WHAT YOU ARE ASKED TO DO - Every entry needs to be given again exactly as it reads.

======== INFORMATION SUPPLIED

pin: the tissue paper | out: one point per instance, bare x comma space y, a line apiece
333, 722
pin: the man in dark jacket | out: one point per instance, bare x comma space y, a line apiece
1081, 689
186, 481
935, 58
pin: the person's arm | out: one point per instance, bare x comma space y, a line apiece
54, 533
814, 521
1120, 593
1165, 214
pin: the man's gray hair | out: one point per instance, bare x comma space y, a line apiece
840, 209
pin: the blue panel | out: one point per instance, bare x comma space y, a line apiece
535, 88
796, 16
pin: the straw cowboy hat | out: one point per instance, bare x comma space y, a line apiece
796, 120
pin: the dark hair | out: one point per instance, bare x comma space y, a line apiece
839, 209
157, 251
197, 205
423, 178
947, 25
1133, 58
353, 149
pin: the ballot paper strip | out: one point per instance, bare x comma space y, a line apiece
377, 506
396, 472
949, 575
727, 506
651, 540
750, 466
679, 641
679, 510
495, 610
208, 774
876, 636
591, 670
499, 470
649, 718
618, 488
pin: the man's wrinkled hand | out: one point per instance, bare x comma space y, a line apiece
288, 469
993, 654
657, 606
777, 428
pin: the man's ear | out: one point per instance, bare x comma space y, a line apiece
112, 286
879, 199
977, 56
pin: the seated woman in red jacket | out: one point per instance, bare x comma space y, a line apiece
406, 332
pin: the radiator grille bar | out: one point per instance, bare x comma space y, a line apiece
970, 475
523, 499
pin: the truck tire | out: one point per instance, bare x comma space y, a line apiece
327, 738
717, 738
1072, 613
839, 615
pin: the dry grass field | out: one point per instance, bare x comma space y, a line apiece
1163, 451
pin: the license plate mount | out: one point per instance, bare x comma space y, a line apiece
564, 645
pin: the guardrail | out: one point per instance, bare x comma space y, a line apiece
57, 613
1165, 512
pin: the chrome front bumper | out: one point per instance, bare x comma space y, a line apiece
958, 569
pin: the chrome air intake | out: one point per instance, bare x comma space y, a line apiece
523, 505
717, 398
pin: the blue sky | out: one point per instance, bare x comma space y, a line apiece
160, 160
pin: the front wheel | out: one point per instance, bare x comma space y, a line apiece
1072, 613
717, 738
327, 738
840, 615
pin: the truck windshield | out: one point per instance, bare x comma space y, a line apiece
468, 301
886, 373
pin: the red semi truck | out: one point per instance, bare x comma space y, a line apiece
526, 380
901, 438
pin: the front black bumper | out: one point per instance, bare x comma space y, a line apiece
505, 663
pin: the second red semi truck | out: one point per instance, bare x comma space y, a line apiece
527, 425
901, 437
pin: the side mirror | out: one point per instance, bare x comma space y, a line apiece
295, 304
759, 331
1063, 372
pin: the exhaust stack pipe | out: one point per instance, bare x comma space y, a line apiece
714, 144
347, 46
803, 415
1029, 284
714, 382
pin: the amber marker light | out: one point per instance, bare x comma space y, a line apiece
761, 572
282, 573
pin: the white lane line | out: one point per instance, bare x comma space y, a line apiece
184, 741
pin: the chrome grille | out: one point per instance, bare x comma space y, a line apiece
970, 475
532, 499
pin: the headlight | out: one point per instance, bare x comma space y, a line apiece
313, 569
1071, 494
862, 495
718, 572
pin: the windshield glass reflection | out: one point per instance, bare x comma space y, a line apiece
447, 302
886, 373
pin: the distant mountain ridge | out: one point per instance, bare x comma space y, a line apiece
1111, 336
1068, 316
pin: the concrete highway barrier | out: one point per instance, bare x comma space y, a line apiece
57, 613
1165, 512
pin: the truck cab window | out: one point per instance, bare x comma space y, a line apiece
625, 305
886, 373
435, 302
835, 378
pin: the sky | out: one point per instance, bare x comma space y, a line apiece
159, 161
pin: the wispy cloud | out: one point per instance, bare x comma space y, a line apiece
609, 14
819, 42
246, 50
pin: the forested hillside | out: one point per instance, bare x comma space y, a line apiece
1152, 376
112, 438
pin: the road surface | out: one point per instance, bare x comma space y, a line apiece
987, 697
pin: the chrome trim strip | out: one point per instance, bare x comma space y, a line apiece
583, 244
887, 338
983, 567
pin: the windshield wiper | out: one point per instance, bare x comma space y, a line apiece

================

SOLUTION FOR THIS TASK -
pin: the tissue paper | out: one point per instance, bare x comma space y, a line apiece
333, 722
pin: the man in dark jacket | out: one point per instance, bare x comma space y, a line apiece
1081, 689
186, 481
935, 58
pin: the person's arm | out: one point per instance, bare x comma space y, a line apiece
54, 533
814, 521
1120, 593
1165, 214
pin: the man's gray hair | out: one point per instance, bare x comma space y, a line apiece
840, 209
pin: the blue panel | out: one point per instance, bare x comma space y, a line apiece
535, 88
796, 16
pin: the straw cowboy hat | out: one point per instance, bare x comma space y, a line apiece
796, 120
pin: the dark hair | out: one point per instance, bare x comma space y, a line apiece
839, 209
157, 251
197, 205
423, 178
947, 25
1133, 58
353, 149
pin: the ballot paper strip | out: one point per instance, bare x comma space y, a line apiece
377, 506
396, 472
949, 575
727, 506
651, 540
750, 466
679, 641
679, 510
495, 610
208, 774
876, 636
591, 670
499, 470
649, 718
618, 488
pin: the man's wrinkled hand | out: one point per instance, bare x comma space y, a line apiece
288, 469
993, 654
657, 606
777, 428
pin: the man's ear | out: one point per instance, bare x comma space y, a line apiece
112, 286
879, 199
977, 56
pin: the seated woman in red jacket | out: one point per instance, bare x comma space y, a line apiece
406, 332
pin: the radiator grille bar | out: one point per instance, bare x comma space y, a line apiece
970, 475
523, 499
pin: the truck tire | out: one point per instance, bare x comma space y, a line apiece
327, 738
717, 738
1072, 613
839, 615
pin: the dry grass field | out: one point per instance, bare x comma space y, a line apiece
1163, 451
pin: the license plate mount | out: one point per instance, bare x comma space y, a line apiece
564, 645
pin: the guardrail | out: one point per instance, bare x comma space y, a line apiece
57, 613
1165, 512
pin: the chrome front bumper | out: one point per instance, bare x comma space y, a line apiece
958, 569
pin: the chrome air intake | out: one point per instance, bare x comma space y, a line apiece
523, 505
717, 398
pin: the blue sky | out: one point per instance, bare x comma space y, a line apiece
160, 160
pin: the front wheel | out: one point per instance, bare x comma space y, a line apiece
1072, 613
717, 738
327, 738
840, 615
pin: the truck windshield | out: one point per instance, bare x comma space y, a line apiece
468, 301
886, 373
pin: the red semi truck | out: one point per instance, bare x comma space y, a line apiece
526, 380
901, 438
pin: the front black bumper | out: one point per instance, bare x comma space y, a line apiece
505, 663
pin: the second red semi truck | out: one point per instance, bare x comma space y, a line apiece
527, 425
901, 437
pin: the side mirror | out: one point per instance, bare x comma space y, a line apiece
295, 304
759, 331
1063, 372
pin: the exhaust stack pipe | out: one point per instance, bare x comma space y, a line apiece
714, 144
347, 46
803, 415
1029, 284
714, 382
pin: the amber marker light | out: one point per instance, bare x comma space y, a line apiece
761, 572
282, 573
pin: the white lane line | out: one point per instance, bare x comma space y, a line apiece
184, 741
pin: the chrome grille | out: one point per instance, bare x comma space y, a line apiece
970, 475
532, 499
pin: the headlight | out: one point per instance, bare x comma space y, a line apiece
313, 569
1071, 494
862, 495
718, 572
pin: the windshield glass reflection | out: one point per instance, bare x comma space y, a line apiece
447, 302
886, 373
pin: the distant mountain ridge | out: one point per instance, bare x comma space y, a line apiece
1111, 336
1068, 316
pin: the concrete highway barrier | out: one point per instance, bare x comma space y, a line apiece
57, 613
1165, 512
pin: the truck cab window | out: one point per instance, bare x comma space y, a line apiece
625, 305
886, 373
435, 302
835, 378
pin: the sky | out: one point per instance, bare x comma space y, a line apiece
159, 161
pin: the wispy cloud | out: one point per instance, bare x comma space y, a line apiece
609, 14
819, 42
246, 50
pin: the forested hillside | out: one point per instance, bare x comma space y, a line apiece
1152, 376
112, 438
pin: the road surface | out: one point per instance, bare x comma space y, a line apiece
987, 697
pin: the chrome trim strip | out: one point per instance, bare x comma space y, a line apiece
583, 244
887, 338
983, 567
pin: the windshield wiper | out: one point per instance, bare x comma space y, a line apiece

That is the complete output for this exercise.